== RECORDS PROVIDED ==

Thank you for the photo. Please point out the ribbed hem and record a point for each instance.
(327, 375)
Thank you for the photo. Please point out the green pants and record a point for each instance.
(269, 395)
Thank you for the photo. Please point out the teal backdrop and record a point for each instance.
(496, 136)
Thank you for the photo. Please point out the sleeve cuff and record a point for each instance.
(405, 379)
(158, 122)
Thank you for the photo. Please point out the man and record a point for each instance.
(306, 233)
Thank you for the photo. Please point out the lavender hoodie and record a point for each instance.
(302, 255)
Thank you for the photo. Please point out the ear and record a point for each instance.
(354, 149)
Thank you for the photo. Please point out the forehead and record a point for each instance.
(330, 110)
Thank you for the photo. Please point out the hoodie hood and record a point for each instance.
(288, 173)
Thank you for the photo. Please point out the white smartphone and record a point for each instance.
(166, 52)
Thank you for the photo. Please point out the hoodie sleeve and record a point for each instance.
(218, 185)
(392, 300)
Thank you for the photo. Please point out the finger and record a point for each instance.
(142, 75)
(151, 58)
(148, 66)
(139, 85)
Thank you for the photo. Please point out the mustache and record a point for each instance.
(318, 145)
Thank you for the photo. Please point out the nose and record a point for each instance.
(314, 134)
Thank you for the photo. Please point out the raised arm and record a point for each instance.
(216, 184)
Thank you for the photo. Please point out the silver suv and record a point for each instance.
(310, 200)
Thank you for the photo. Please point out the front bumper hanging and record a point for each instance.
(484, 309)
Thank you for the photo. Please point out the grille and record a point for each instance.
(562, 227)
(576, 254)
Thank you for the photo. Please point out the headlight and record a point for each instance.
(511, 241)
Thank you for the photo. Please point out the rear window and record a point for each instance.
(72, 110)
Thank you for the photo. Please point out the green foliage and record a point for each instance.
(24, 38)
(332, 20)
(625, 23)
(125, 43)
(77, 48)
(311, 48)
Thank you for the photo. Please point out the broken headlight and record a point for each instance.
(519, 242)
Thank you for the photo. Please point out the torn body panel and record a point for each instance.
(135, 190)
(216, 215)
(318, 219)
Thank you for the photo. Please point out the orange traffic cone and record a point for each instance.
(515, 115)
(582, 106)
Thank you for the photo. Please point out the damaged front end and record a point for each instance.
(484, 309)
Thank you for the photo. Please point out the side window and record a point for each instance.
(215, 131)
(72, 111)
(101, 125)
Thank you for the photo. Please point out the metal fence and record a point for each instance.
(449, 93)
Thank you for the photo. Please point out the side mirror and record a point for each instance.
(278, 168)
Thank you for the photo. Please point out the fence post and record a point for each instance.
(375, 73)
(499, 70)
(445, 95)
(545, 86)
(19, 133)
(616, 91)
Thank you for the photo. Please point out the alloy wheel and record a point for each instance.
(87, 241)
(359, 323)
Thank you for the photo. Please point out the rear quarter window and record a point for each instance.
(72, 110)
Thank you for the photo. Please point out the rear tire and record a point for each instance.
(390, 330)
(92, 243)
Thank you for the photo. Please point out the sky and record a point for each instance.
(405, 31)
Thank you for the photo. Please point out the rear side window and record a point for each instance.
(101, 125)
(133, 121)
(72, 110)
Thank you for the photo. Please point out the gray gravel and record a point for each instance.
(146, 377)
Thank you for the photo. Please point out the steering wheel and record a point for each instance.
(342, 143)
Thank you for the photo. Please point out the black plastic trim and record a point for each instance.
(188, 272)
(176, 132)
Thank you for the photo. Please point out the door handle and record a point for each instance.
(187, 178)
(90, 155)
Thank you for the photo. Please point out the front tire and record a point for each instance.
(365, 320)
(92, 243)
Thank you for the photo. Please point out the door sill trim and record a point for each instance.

===

Please output every record, keeping each line exact.

Thank you for the photo. Please point out the ribbed hem and record a point for each instance.
(327, 375)
Thank you for the photo. Please point out the green pants and record a point for each instance.
(269, 395)
Thank you for the photo. Please point out the teal backdrop and record a point for each instance.
(496, 136)
Thank you for the photo. Please point out the sleeve cuff and record a point for each instance.
(405, 379)
(158, 122)
Thank you for the photo. Please point out the man and record a point for each instance.
(306, 233)
Thank you for the photo. Please point out the lavender hoodie and record a point for each instance.
(302, 255)
Thank you for the photo. Please point out the ear and record a point for each instance.
(354, 149)
Thank you for the photo. Please point out the forehead and record a point for each instance.
(330, 110)
Thank you for the photo. Please point out the hoodie hood and record a point for each instance.
(288, 173)
Thank you for the photo. Please point out the white smartphone and record a point for each instance.
(166, 52)
Thank you for the photo. Please point out the hoodie sleeve and record a point for each instance.
(218, 185)
(392, 300)
Thank you for the photo. Please point out the finger and record a point for each instance.
(142, 75)
(151, 58)
(148, 66)
(139, 85)
Thank you for the photo. Please point out the mustache and record a point for each instance.
(318, 145)
Thank you for the photo. Please point out the nose and record a point for each instance.
(314, 134)
Thank you for the photo. Please point out the raised arm and record a point for each instance.
(216, 184)
Thank you for the photo. Please point out the silver suv and record a point for each instance.
(310, 200)
Thank you for the photo. Please point out the front bumper hanging and record a point for each instance.
(484, 309)
Thank you for the photo. Please point out the grille and record a point for each instance.
(562, 227)
(576, 254)
Thank you for the photo. Please point out the headlight and record a point for each instance.
(511, 241)
Thank you for the photo. Please point out the rear window and record a point for each instance.
(72, 110)
Thank you for the photo. Please point out the green foliage and record a point for each instance.
(24, 38)
(332, 20)
(625, 23)
(125, 43)
(77, 48)
(311, 48)
Thank you for the photo. Please point out the broken headlight and record a point for each instance.
(519, 242)
Thank you for the photo. Please point out the torn body panel and record a point for each instance.
(135, 190)
(216, 215)
(318, 219)
Thank you for the photo. Please point out the orange traffic cone and record a point for each instance.
(515, 115)
(582, 106)
Thank you for the photo. Please point out the damaged front end and record a point for each instance.
(484, 309)
Thank you for the photo. Please point out the side window and record a point for each instance.
(215, 131)
(72, 111)
(101, 125)
Thank you for the photo. Please point out the metal fence and record a point for each instance.
(449, 93)
Thank you for the photo. Please point out the side mirror and record a point for each instance.
(278, 168)
Thank you for the photo. Please point out the fence post and record a point for each instance.
(375, 73)
(499, 70)
(445, 95)
(545, 86)
(19, 133)
(616, 91)
Thank you for the photo. Please point out the alloy wheel and record a point for each instance.
(87, 241)
(359, 323)
Thank you for the photo. Please point out the rear quarter window and record a point for each instance.
(72, 110)
Thank you for the photo. Please point out the rear tire and record a point for each instance.
(390, 330)
(92, 243)
Thank you for the photo. Please point out the sky and record a point for each instance.
(405, 31)
Thank you for the photo. Please point out the rear side window and record a point for each instance.
(101, 125)
(133, 121)
(72, 110)
Thank you for the photo. Please point out the gray gravel and record a point for each instance.
(146, 377)
Thank you for the photo. Please point out the steering wheel and record a point for each instance.
(342, 143)
Thank you for the photo. Please point out the black plastic trim and record a point for each instance.
(188, 272)
(176, 132)
Thank you for the photo. Please point out the door handle and record a point for each instance.
(187, 178)
(90, 155)
Thank you for the photo. Please point out the front tire and record a point for each instance.
(365, 320)
(92, 243)
Thank you for the photo. Please point out the door sill trim and record a point for each instance.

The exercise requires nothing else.